# Listed entries
==============================

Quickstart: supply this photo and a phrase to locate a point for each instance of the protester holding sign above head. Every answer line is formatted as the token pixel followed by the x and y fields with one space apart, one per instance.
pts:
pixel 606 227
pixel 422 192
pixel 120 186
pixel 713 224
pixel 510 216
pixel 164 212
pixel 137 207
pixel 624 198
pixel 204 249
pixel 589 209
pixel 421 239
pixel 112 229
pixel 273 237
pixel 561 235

==============================

# Task instructions
Output every entry word for word.

# Answer box
Quickstart: supply this photo and a phrase to locate a point for each instance of the protester holding sign above head. Every answer line is formatted as the token pixel followed by the x and y fields with one space apart, one per instance.
pts:
pixel 606 227
pixel 422 192
pixel 120 186
pixel 713 224
pixel 510 216
pixel 164 212
pixel 137 207
pixel 624 198
pixel 204 249
pixel 589 209
pixel 421 239
pixel 112 229
pixel 273 237
pixel 561 235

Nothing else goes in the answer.